*YOUR OBJECTIVE:* Could you transcribe the whole listing, keeping every line exactly the same?
+--
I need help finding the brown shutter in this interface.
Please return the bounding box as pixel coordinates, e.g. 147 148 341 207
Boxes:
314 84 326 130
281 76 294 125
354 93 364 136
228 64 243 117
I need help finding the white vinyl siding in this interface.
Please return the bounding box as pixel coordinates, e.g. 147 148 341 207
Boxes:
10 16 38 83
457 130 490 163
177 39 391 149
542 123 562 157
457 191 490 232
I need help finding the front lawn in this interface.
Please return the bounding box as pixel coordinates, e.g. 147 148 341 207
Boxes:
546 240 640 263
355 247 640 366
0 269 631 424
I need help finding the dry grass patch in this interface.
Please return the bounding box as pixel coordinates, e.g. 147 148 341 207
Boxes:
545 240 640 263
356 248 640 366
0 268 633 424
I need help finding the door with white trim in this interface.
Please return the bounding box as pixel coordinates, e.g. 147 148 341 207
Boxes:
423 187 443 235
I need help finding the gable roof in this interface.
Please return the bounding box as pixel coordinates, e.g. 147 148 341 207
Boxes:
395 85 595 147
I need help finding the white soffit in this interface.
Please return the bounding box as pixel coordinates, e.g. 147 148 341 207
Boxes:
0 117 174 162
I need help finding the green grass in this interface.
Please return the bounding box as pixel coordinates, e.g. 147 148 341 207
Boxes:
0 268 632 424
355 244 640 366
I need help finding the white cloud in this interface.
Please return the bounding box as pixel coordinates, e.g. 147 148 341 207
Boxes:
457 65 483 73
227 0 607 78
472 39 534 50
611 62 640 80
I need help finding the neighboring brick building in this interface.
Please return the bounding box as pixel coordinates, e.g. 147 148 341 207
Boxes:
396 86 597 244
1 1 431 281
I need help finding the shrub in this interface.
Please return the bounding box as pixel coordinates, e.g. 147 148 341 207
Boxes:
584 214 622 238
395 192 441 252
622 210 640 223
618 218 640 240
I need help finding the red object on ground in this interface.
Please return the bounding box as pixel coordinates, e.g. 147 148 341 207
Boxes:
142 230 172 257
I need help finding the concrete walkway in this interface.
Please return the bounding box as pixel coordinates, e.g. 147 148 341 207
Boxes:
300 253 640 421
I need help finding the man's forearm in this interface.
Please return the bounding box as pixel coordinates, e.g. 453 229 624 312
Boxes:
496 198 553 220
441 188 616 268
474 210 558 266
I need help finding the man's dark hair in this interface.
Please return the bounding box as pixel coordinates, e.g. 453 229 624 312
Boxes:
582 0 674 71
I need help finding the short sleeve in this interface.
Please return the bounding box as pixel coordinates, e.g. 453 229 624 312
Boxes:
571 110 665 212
+--
*ANSWER BELOW:*
I need help finding the brown shutter in this interface.
Please return the bounding box as pixel coordinates, e.g. 147 148 341 207
Boxes:
314 84 326 130
281 76 294 125
354 93 364 136
228 64 243 117
I need help finding the white vinyl siding in this interface.
Please return the bounding box as pixel coordinates, e.g. 147 148 341 207
Boxes:
10 16 38 83
457 130 490 163
177 39 391 149
542 123 562 157
457 191 490 232
I need help finding the front lawn in this interface.
Please return the bounding box as pixel coordinates, e.g. 147 148 341 207
Boxes:
546 240 640 263
355 247 640 366
0 269 631 424
I need help finding the dry grass patch in this interface.
Please return the bounding box as pixel coordinates, e.g. 147 148 341 207
Boxes:
545 240 640 263
356 248 640 366
0 268 633 424
I need help finding the door with white trim in this interface.
Please return the bounding box as pixel coordinates, e.g. 147 148 341 207
Boxes:
423 187 443 235
I need help finding the gable roof in this interface.
Please return the bounding box as pixel coordinates, e.g. 147 148 341 207
Boxes:
395 85 595 147
I need help finding the white soffit in this interface.
Please return the bounding box as pixel coordinates, e.g. 147 148 341 207
Boxes:
0 117 174 162
I need help finding the green grass in this interface.
Please return the bounding box as pixel coordinates, e.g. 147 148 341 207
Boxes:
0 268 632 424
355 244 640 366
I need help finding the white cloud in this interface.
Please return the bounding box as pixel coordinates, e.g. 147 148 341 207
Boxes:
457 65 483 73
227 0 607 78
472 39 534 50
611 62 640 80
I need help finding the neighboring brick building in this interface.
Please return the bounding box as pixel coordinates, e.g. 147 148 341 207
Boxes:
396 86 597 244
1 1 431 281
I need help finding the shrub in this interface.
Please return the bounding box as pixel coordinates, e.g. 147 148 341 207
Boxes:
584 214 622 238
395 192 441 252
622 210 640 223
618 218 640 240
I need help finding the red object on ground in this interface.
Please return the bounding box as pixel coordinates, e.g. 147 148 341 207
Boxes:
142 230 172 257
I need help finding the concrete walkway in this interface.
Please return the bounding box as pixel coordinates, e.g. 147 148 341 207
Boxes:
300 253 640 421
I need help finding the man's forearm in this interface.
Please return the bounding box as pixel coordinates, e.g. 453 229 624 312
Boxes:
496 198 553 220
441 188 616 268
474 210 558 266
I need help finding the man's dark hair in this interface.
Please return the bounding box as pixel coordinates, e.g. 453 229 624 312
Boxes:
582 0 674 71
I need help finding the short sleeve in this interface.
Please return the bounding box as pixel coordinates, e.g. 453 229 624 312
Boxes:
571 110 665 212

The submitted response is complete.